Excerpt:
.....

Microsoft.NET

……………………………………………….Expertise in .NET Technologies

What Is Normalization?

Posted by Ravi Varma Thumati on December 4, 2009

Normalization is a set of rules to help database designers develop a schema that minimizes logic problems. Each rule builds on the previous rule. Normalization was adapted because the old style of putting all the data in one place, such as a file or database table, was inefficient and led to logic errors when trying to manipulate the contained data. For example, look at the Meet_A_Geek database. If you stored all the data in the Customers table, the table would look like something like the following:

Customers
Customer_ID
Last_Name
First_Name
Address
Product_Name1
Product_Cost1
Product_Picture1
Product_Name2
Product_Cost2
Product_Picture2
Order_Date
Order_Quantity
Shipper_Name

The table has been abbreviated, but it still portrays the general idea. Now, in your Customers table, how could you add a new customer? You would have to add a product and an order as well. What if you wanted to run a report that shows all the products you sell? You could not easily separate products from customers in a simple SQL statement. The beauty of a relational database, if designed correctly, is that you can do just that.

Normalization also makes things easier to understand. Humans tend to break things down to the lowest common denominator. We do it with almost everything—from animals to cars. We look at a big picture and make it less complex by grouping similar things together. The guidelines that normalization provides create the framework to break down the structure. In your sample database, It is easy to see that you have three distinct groups: customers, products, and orders. Following normalization guidelines, you would create your tables based on these groups.

.....

Image box annotation records:
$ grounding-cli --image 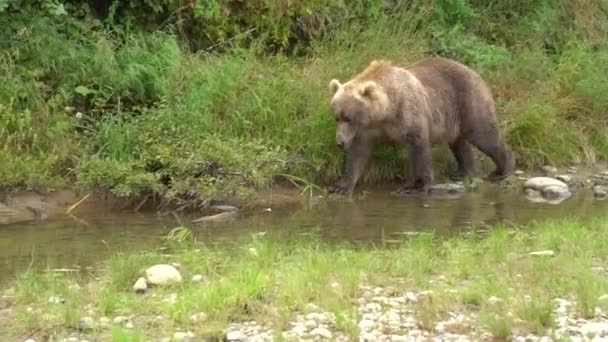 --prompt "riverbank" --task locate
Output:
[0,217,608,341]
[0,0,608,207]
[0,162,608,226]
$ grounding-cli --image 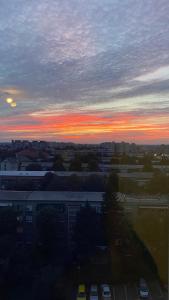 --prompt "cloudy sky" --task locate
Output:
[0,0,169,143]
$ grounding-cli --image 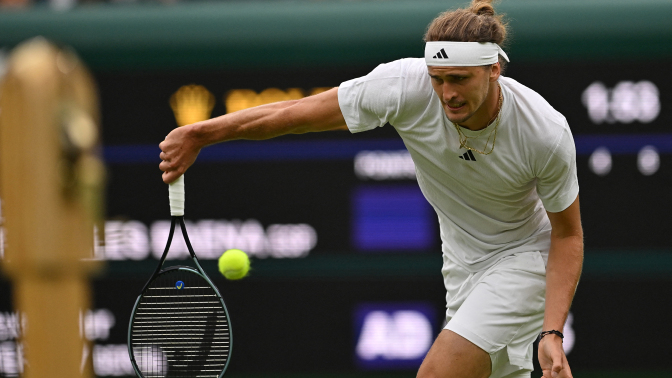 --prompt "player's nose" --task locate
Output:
[441,83,457,103]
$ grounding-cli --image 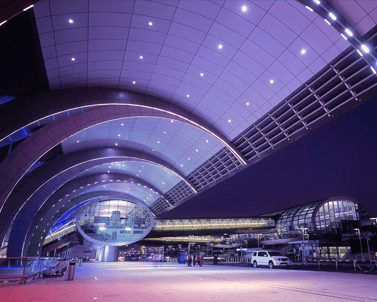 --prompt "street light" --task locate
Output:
[355,228,364,261]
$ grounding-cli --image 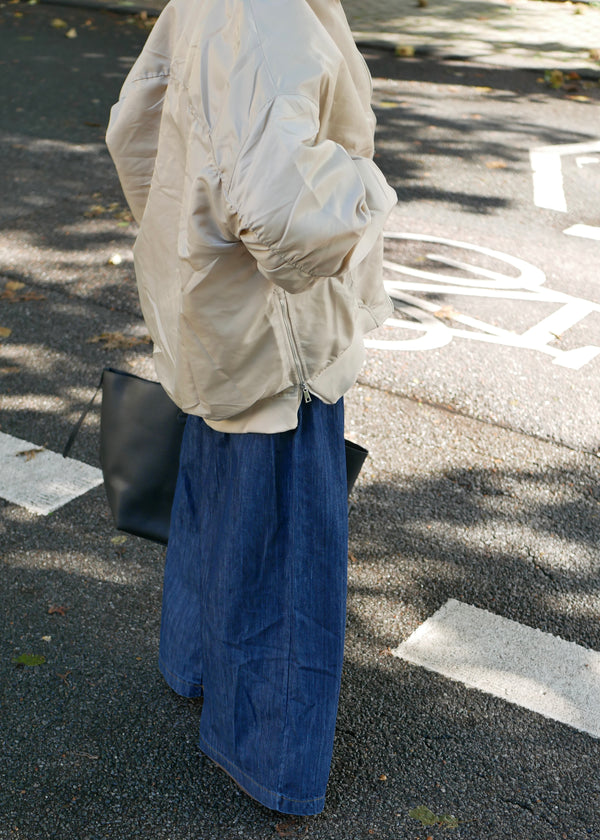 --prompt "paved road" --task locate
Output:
[363,53,600,452]
[0,5,600,840]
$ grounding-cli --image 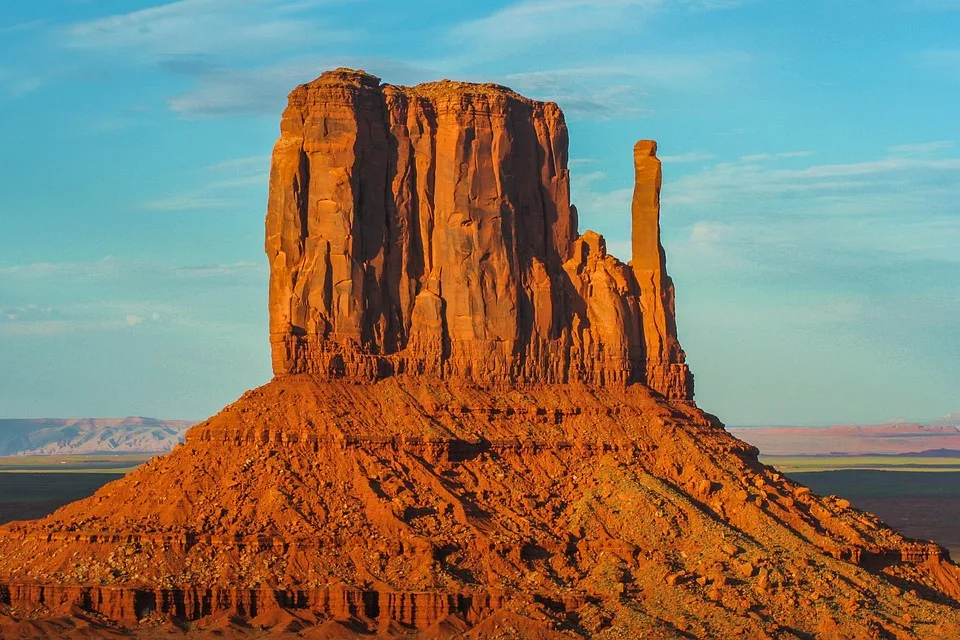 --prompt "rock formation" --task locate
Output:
[266,70,693,400]
[630,140,693,399]
[0,70,960,639]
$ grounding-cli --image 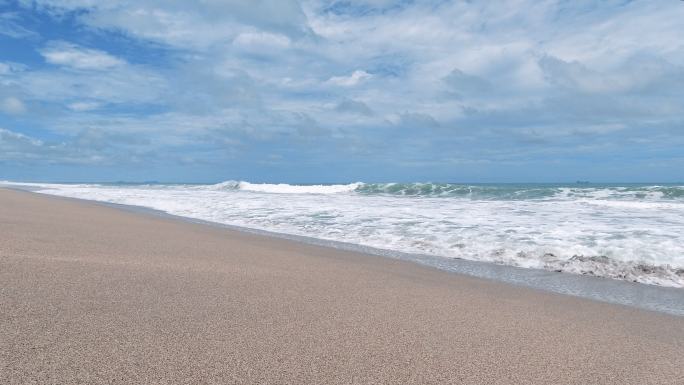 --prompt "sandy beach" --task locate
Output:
[0,190,684,384]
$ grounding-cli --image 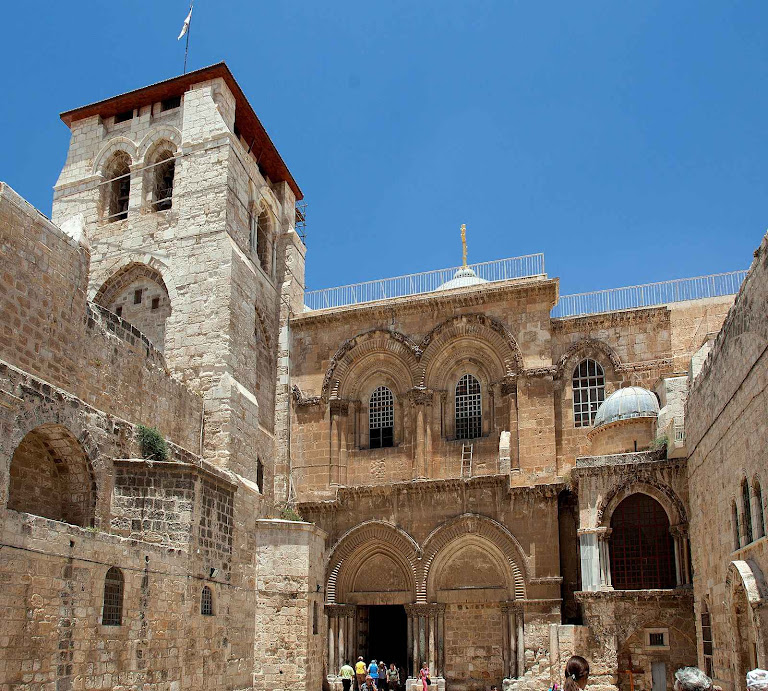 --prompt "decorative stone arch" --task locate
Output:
[91,137,141,175]
[417,513,530,602]
[725,560,768,687]
[596,479,688,527]
[418,314,523,386]
[136,125,181,160]
[325,520,421,604]
[555,338,621,379]
[321,329,418,401]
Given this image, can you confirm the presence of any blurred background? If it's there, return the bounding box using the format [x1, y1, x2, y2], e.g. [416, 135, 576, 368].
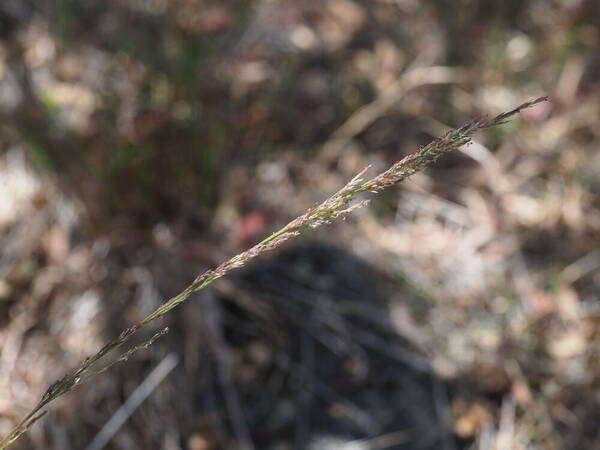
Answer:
[0, 0, 600, 450]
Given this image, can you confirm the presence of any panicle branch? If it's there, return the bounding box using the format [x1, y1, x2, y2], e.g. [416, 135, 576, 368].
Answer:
[0, 97, 548, 450]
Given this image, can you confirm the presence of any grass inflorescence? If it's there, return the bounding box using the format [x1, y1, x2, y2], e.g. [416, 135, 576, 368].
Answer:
[0, 97, 548, 450]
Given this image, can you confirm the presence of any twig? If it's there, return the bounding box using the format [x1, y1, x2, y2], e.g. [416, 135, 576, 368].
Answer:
[86, 353, 178, 450]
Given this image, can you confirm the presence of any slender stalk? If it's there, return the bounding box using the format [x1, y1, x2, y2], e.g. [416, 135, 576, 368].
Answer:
[0, 97, 548, 450]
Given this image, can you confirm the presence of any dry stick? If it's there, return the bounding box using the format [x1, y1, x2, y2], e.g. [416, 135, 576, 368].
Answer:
[85, 353, 179, 450]
[0, 97, 548, 450]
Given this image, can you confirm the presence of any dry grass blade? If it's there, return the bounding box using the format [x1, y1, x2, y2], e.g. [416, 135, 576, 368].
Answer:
[0, 97, 548, 450]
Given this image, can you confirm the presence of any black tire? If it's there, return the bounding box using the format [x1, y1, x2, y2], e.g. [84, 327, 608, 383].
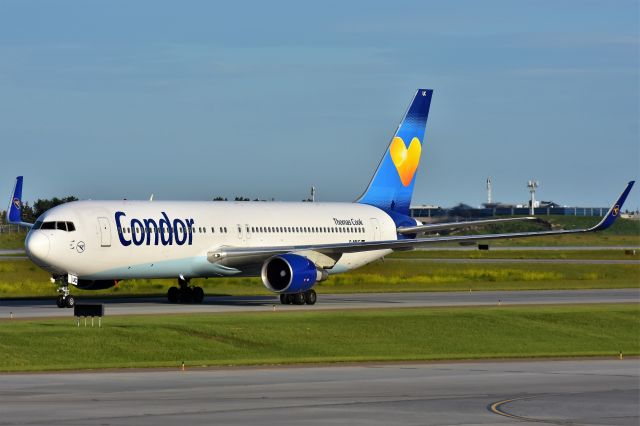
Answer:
[167, 287, 180, 303]
[293, 293, 304, 305]
[304, 289, 318, 305]
[192, 287, 204, 303]
[180, 287, 193, 303]
[64, 295, 76, 308]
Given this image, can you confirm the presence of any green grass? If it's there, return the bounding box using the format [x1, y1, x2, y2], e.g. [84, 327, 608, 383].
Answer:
[386, 249, 640, 260]
[0, 259, 640, 298]
[0, 304, 640, 371]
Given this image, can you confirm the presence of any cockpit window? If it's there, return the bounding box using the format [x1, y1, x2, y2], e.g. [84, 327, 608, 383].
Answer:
[37, 221, 76, 232]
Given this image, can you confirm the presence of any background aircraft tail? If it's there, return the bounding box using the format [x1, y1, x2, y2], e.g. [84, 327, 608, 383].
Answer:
[7, 176, 32, 227]
[357, 89, 433, 216]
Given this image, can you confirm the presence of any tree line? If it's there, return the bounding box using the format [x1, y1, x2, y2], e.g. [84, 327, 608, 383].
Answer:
[0, 195, 78, 223]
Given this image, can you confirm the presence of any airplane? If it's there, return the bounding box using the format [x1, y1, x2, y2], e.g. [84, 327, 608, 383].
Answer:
[7, 89, 634, 308]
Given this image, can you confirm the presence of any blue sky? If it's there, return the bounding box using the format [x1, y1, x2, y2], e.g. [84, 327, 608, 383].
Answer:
[0, 0, 640, 209]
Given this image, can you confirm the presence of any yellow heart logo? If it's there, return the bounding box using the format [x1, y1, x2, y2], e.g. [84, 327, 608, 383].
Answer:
[389, 136, 422, 186]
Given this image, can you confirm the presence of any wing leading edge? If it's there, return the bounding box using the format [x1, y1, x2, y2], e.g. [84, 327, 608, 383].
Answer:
[207, 181, 635, 266]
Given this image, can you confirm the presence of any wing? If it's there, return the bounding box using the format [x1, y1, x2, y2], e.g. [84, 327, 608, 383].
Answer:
[207, 181, 635, 267]
[398, 216, 536, 235]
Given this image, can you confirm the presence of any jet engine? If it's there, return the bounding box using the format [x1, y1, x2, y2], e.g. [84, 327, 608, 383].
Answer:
[261, 253, 328, 294]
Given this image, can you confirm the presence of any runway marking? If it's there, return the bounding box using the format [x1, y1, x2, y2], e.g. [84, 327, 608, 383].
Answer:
[488, 394, 572, 425]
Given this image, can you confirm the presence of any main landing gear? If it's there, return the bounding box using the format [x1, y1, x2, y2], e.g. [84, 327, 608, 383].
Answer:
[280, 289, 318, 305]
[56, 280, 76, 308]
[167, 278, 204, 303]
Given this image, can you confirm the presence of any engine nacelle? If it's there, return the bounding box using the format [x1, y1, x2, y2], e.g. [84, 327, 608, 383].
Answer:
[262, 253, 328, 293]
[76, 280, 118, 290]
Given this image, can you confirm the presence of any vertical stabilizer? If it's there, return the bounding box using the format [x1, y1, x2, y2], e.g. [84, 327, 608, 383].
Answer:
[357, 89, 433, 216]
[7, 176, 32, 227]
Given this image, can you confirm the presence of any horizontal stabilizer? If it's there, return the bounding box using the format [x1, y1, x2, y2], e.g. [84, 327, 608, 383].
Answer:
[397, 216, 536, 235]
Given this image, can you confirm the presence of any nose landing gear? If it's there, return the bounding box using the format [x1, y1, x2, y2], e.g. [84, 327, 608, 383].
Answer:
[167, 278, 204, 303]
[56, 278, 76, 308]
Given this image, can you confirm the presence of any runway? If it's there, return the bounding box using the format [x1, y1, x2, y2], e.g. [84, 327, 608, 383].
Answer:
[0, 359, 640, 426]
[0, 289, 640, 321]
[386, 259, 640, 265]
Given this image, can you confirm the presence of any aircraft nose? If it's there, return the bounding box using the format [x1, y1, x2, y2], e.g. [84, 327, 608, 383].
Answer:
[25, 231, 49, 260]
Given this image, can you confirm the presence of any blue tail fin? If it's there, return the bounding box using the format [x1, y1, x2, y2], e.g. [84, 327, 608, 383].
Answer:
[357, 89, 433, 216]
[7, 176, 32, 226]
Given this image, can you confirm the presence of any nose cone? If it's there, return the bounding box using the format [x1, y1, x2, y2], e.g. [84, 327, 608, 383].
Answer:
[25, 231, 49, 261]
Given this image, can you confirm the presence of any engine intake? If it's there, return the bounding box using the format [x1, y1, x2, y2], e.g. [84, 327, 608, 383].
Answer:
[261, 253, 328, 293]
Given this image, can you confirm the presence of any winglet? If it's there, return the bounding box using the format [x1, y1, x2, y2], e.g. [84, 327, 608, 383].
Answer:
[7, 176, 33, 227]
[588, 180, 636, 231]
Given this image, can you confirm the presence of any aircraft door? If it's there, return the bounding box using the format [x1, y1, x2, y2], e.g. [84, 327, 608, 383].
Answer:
[371, 217, 380, 241]
[98, 217, 111, 247]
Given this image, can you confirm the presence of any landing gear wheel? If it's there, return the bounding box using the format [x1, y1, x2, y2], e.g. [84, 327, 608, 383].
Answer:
[293, 293, 304, 305]
[167, 287, 180, 303]
[191, 287, 204, 303]
[64, 295, 76, 308]
[304, 289, 318, 305]
[180, 287, 193, 303]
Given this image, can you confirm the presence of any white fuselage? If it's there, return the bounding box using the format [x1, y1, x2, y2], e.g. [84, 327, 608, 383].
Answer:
[25, 200, 397, 280]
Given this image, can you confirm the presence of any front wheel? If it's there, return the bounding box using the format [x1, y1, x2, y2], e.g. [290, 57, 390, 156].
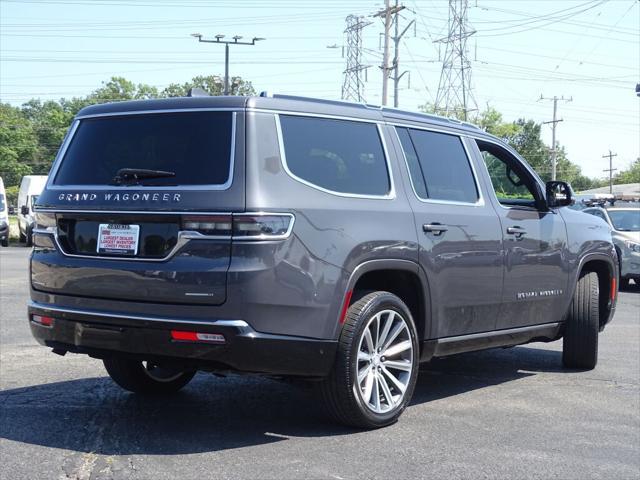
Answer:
[562, 272, 600, 370]
[320, 292, 419, 428]
[103, 358, 196, 394]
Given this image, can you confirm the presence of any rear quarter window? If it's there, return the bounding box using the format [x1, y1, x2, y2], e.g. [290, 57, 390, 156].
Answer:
[280, 115, 391, 196]
[53, 111, 233, 186]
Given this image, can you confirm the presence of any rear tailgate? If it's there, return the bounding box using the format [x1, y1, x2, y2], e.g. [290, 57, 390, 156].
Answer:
[31, 112, 245, 305]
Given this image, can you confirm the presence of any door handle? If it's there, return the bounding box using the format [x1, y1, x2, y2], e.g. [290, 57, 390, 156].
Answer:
[507, 226, 527, 238]
[422, 222, 449, 236]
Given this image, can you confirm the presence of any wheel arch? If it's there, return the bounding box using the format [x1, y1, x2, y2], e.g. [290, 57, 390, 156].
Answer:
[346, 259, 431, 341]
[572, 254, 619, 330]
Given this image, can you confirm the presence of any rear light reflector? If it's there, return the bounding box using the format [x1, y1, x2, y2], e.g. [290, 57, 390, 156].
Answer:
[171, 330, 226, 343]
[31, 315, 53, 327]
[182, 215, 232, 237]
[233, 214, 293, 240]
[181, 213, 294, 240]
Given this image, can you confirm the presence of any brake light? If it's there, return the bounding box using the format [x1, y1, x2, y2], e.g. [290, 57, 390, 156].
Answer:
[182, 215, 232, 237]
[171, 330, 226, 343]
[31, 315, 53, 327]
[233, 214, 293, 240]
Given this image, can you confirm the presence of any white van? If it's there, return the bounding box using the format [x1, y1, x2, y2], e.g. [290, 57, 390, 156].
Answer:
[18, 175, 47, 247]
[0, 177, 9, 247]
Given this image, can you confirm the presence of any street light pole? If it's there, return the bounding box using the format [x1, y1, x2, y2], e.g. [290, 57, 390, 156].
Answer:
[191, 33, 264, 95]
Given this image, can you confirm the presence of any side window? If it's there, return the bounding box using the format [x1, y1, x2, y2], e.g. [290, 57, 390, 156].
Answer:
[280, 115, 391, 196]
[476, 140, 537, 208]
[396, 127, 428, 198]
[398, 128, 478, 203]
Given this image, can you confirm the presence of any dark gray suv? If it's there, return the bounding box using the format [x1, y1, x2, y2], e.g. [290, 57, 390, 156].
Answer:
[29, 96, 618, 427]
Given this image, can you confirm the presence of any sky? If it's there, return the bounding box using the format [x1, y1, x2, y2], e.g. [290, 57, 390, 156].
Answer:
[0, 0, 640, 179]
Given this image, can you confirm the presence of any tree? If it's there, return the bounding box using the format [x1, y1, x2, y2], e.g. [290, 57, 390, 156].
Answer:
[614, 158, 640, 184]
[0, 103, 38, 186]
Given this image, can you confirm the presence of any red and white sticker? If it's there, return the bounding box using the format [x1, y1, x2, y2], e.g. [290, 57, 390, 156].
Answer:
[98, 223, 140, 255]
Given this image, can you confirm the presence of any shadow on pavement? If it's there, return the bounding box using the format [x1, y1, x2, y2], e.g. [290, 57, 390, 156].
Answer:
[0, 347, 561, 455]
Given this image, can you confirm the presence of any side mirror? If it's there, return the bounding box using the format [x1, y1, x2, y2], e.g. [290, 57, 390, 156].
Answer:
[546, 181, 575, 208]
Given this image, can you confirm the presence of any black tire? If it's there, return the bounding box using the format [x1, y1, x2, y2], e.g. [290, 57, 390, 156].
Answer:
[319, 292, 419, 428]
[562, 272, 600, 370]
[103, 358, 196, 394]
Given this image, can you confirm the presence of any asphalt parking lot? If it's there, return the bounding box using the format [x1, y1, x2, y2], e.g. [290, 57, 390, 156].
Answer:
[0, 247, 640, 480]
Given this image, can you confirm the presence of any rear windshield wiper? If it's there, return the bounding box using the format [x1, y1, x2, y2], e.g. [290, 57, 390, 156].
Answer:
[113, 168, 176, 185]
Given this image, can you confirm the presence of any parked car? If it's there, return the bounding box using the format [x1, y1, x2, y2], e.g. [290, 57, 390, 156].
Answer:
[18, 175, 47, 247]
[583, 207, 640, 288]
[0, 177, 9, 247]
[28, 96, 618, 428]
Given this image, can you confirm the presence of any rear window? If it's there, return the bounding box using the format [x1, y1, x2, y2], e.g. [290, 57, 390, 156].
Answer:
[280, 115, 390, 196]
[53, 112, 233, 186]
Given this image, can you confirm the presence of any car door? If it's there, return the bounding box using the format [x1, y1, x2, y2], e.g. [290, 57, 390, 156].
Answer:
[475, 140, 569, 329]
[396, 127, 503, 338]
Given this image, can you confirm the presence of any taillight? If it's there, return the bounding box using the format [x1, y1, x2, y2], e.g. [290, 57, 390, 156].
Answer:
[171, 330, 225, 343]
[182, 215, 232, 237]
[31, 315, 53, 327]
[182, 213, 294, 240]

.....

The tasks:
(1) In the normalization article, list every column of the sample Customers table whose name begins with "Product".
(2) Extend the normalization article, starting right after its final sentence.

Task-by-task results:
(1) Product_Name1, Product_Cost1, Product_Picture1, Product_Name2, Product_Cost2, Product_Picture2

(2)
The normalization process has a name and a set of rules for each phase of breakdown/grouping. This all may seem a little confusing at first, but I hope you will understand the process as well as the reasons for doing it this way. Most people are happy with a spreadsheet that holds all their pertinent data. The time it takes to break down your schema by going through the normalization process is well spent. It will require less time to go through the process than it would to cut and paste your columns of data so they fit the report the boss wants.

Another advantage to normalizing your database is space consumption. A normalized database will take up less space overall than one that is not normalized. There is less repetition of data, so the actual disk space that is consumed holding your data will be much smaller.

Degrees of Normalization

There are basically three steps of normalization. They are First Normal Form (1NF), Second Normal Form (2NF) and Third Normal Form (3NF). Each form has its own set of rules. After a database conforms to a level, it is considered normalized to that form. Say, for example, that your database conforms to all the rules of the second level of normalization. It is then considered to be in Second Normal Form. Sometimes it is not always the best idea to have a database conform to the highest level of normalization. It may cause an unnecessary level of complexity that could be avoided if it were at a lower form of normalization.

Note There are a total of nine different rules of normalization. They are First Normal Form, Second Normal Form, Third Normal Form, Boyce-Codd Normal Form, Fourth Normal Form, Fifth Normal Form or Join-Projection Normal Form, Strong Join-Projection Normal Form, Over-Strong Join-Projection Normal Form, and Domain Key Normal Form. This article will only cover the first three forms of normalization.

First Normal Form

The rule of First Normal Form states that all repeating columns should be eliminated and put into separate tables. This is a pretty easy rule to follow. Take a look at the schema for the Customers database in Table 5.1.

Table 5.1 Schema for Customers Database

Customers
Customer_ID
Last_Name
First_Name
Address
Product_Name1
Product_Cost1
Product_Picture1
Product_Name2
Product_Cost2
Product_Picture2
Order_Number
Order_Date
Order_Quantity
Shipper_Name

In Table 5.1, you have several repeating columns. They mostly deal with products. So, according to the rule, you must eliminate the repeaters and give them their own table. That’s easy to do. The resulting database tables are shown in Table 5.2.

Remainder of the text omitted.